• PROBLEM
Please pick up the article on making oilcloth after its final sentence and carry it forward.

How to Make Your Own Oil Cloth
Russ Chastain 08.21.18
Most of us these days use plastic tarps for keeping things dry, but we forget that once upon a time, folks had to make their own waterproof materials… and you can too, even if you are living off the grid or just trying to live like the old-timers. In this video, Jon Townsend talks about how folks used oilcloth in the 1700s: As tent/tarps and ground cloths for camping, waterproof gear bags, water-resistant clothing, covering their costly hats in the rain, and for other water-shedding purposes… and then he gets right into showing you how to make oil cloth yourself.
Instead of boiling linseed oil with toxic lead oxide as the old-timers used to do, he starts with pre-boiled linseed oil. He adds some paint thinner to act as a drying agent, plus some iron oxide (rust). Mix those together, and then it’s time to get busy!
Get busy doing what? Well, painting that stuff onto a stretched linen cloth, in order to saturate its fibers and fill all of those little square holes that are part of its structure.

• Point localization rows
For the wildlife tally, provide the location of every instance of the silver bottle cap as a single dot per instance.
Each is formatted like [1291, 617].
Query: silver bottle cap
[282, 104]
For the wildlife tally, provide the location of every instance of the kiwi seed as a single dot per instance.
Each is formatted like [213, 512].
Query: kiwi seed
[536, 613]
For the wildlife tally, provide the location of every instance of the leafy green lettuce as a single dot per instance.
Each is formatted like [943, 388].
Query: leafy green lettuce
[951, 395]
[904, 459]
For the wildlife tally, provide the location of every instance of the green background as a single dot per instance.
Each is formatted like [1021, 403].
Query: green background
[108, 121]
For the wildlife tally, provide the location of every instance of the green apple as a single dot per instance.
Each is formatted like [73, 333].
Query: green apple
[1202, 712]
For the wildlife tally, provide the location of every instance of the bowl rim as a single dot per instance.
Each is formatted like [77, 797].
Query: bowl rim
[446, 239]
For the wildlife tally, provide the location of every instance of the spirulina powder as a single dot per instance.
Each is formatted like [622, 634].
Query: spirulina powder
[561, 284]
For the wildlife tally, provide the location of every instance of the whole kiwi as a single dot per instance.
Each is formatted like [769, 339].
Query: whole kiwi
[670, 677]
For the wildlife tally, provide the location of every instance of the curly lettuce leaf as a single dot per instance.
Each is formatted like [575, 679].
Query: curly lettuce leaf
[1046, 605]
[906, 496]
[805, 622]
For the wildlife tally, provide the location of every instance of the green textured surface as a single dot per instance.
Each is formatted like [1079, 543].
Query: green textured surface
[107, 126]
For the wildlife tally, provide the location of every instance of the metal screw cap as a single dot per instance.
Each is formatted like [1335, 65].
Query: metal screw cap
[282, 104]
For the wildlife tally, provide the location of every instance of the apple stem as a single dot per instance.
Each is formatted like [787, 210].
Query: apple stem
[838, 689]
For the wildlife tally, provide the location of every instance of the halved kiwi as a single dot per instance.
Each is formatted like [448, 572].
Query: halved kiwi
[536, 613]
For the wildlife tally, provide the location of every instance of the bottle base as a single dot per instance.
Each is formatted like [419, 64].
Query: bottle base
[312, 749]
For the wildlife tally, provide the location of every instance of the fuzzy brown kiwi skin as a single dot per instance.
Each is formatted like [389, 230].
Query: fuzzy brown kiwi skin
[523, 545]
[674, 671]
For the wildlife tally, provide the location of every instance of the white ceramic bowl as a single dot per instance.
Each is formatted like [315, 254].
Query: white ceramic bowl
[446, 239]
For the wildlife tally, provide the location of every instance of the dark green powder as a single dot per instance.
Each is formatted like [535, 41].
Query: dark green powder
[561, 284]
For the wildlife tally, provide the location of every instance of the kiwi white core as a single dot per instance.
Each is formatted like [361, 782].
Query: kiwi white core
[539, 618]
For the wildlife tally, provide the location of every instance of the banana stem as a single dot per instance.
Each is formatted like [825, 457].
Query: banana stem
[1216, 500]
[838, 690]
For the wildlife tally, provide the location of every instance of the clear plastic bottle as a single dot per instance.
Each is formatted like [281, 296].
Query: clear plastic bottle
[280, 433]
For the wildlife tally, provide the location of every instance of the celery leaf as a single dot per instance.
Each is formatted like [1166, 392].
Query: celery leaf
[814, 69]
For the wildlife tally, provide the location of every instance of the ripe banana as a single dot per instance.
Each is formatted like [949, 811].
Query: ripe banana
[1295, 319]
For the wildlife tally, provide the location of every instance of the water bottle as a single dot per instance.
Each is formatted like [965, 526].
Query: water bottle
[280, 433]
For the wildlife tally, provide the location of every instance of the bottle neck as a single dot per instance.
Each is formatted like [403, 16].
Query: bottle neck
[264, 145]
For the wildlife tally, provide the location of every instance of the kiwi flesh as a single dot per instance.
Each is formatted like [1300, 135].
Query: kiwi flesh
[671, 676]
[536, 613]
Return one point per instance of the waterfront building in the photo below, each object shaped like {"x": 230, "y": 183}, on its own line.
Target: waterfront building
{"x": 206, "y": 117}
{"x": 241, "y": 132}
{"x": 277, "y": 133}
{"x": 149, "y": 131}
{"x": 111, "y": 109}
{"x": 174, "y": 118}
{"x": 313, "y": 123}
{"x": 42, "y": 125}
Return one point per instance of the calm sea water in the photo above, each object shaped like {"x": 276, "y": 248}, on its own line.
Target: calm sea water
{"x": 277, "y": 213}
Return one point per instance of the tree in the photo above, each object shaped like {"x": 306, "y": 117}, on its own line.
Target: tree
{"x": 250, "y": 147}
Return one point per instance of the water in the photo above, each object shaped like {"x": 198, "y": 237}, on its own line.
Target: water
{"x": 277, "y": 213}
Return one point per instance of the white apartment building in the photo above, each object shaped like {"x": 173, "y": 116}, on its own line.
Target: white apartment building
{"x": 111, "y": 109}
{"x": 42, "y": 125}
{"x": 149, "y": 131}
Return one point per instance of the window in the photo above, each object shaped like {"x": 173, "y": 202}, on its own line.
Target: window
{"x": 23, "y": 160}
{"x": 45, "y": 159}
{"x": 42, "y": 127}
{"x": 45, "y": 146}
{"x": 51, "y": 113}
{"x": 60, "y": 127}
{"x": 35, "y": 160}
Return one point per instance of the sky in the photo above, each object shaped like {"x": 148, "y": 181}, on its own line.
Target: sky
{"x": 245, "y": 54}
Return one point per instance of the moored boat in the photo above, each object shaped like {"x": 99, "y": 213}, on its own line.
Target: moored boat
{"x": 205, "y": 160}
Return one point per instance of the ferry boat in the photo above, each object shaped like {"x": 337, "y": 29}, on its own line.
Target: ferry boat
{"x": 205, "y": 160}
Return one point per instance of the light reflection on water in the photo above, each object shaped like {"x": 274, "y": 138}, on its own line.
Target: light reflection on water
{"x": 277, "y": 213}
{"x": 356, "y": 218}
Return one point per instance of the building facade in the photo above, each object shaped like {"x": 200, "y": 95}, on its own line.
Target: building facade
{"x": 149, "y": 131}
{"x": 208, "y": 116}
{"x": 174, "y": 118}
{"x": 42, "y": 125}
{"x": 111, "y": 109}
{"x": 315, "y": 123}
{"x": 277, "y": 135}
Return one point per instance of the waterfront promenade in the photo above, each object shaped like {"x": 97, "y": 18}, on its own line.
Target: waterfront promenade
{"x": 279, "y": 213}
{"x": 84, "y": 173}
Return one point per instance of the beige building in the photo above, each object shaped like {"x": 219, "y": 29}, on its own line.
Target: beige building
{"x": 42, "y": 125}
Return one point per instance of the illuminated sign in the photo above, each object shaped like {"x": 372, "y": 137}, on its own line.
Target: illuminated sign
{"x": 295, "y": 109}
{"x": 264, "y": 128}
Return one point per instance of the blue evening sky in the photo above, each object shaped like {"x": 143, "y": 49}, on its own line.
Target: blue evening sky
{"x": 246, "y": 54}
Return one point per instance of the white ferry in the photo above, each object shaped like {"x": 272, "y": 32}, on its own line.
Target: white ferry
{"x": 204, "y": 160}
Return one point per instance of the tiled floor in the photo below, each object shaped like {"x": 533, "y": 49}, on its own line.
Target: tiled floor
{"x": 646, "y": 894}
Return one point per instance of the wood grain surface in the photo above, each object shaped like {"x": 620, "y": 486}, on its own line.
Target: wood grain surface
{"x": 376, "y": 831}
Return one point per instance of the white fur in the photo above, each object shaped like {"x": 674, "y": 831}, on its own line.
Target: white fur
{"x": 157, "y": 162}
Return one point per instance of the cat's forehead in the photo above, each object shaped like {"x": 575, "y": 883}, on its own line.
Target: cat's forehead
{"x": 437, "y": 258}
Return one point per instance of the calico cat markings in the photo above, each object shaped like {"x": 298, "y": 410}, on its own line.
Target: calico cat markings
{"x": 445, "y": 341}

• WRITTEN RESPONSE
During the course of the video, he shows some oilcloth that he made a few years earlier, which is in bad shape. Seemingly, the cloth itself has been destroyed by acids and all that remains is a weak coating of the oil paint that gives oil cloth its name. But he also talks about another one he made, which has lasted pretty well.
He also tosses in some CYA info, in which he warns folks that this stuff is flammable, and maybe they don’t want to burn themselves to a crisp.
In the comments, he notes that a little more than a week later, the oil cloth was fully dry and ready to use. Pretty cool.